(begin)

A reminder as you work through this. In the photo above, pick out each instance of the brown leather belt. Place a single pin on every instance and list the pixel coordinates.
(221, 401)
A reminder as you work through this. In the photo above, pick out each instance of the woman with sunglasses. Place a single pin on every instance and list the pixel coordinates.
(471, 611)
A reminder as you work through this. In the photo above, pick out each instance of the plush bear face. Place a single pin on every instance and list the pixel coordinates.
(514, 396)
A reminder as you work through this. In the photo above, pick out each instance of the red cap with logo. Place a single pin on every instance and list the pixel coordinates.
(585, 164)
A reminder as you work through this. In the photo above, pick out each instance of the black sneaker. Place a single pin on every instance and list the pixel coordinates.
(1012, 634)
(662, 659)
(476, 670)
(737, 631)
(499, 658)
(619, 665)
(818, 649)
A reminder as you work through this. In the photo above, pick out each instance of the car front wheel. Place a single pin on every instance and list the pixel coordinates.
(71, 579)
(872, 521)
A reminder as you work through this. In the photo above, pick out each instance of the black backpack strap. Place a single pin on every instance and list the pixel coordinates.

(end)

SHORT EXERCISE:
Rewrite every line of the listing above, requests included, scaling each pixel coordinate in the answers by 1.7 and rounding it to the nearest whole number, with halves going up.

ANSWER BELOW:
A reminder as you work through this. In the photo above, pick out each instance of the brown leather belt. Place a single pin on every instance and list the pixel coordinates.
(376, 682)
A reminder as you work through this. In the photo above, pick out each instance of the woman with sunglasses. Place a single pin on every instance and list the pixel coordinates.
(801, 1039)
A reminder as you work through this. In the photo above, pick out each instance of the plush bear face. Place a single pin on every instance and list the pixel coordinates.
(874, 673)
A reminder as you work through this. In the photo above, pick out each instance of the red cap with logo. Place a single pin on every instance and list the pixel coordinates.
(995, 279)
A reminder as you work through this. In the photo above, pick out each instance of the black sneaker. Place a single pin on every instance and list the pixel coordinates.
(1720, 1078)
(1125, 1120)
(809, 1139)
(1253, 1073)
(848, 1119)
(1052, 1131)
(1391, 1103)
A reminder as you work through this. In the photo above, pick out each instance of the car front wheel. Place a single pin on every instance and list the pixel coordinates.
(121, 984)
(1482, 886)
A reminder as you work through this. In the photo above, pick out each instance of the black backpack strap. Place a single pin on every instance and list the pixel coordinates.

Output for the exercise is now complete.